### Source material ###

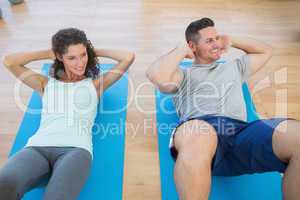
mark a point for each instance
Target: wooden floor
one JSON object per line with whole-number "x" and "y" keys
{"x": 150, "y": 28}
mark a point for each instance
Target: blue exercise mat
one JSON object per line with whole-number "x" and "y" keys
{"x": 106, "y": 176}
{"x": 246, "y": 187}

###
### Source material ###

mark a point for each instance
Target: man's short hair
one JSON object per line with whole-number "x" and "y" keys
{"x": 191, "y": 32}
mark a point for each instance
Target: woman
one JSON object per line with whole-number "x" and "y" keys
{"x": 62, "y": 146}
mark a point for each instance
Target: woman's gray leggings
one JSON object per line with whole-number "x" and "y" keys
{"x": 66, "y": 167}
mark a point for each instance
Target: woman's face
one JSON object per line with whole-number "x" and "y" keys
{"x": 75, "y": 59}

###

What is needed: How many lines of the records contain the string "woman"? Respond with the number alone.

Output for this exercise: 3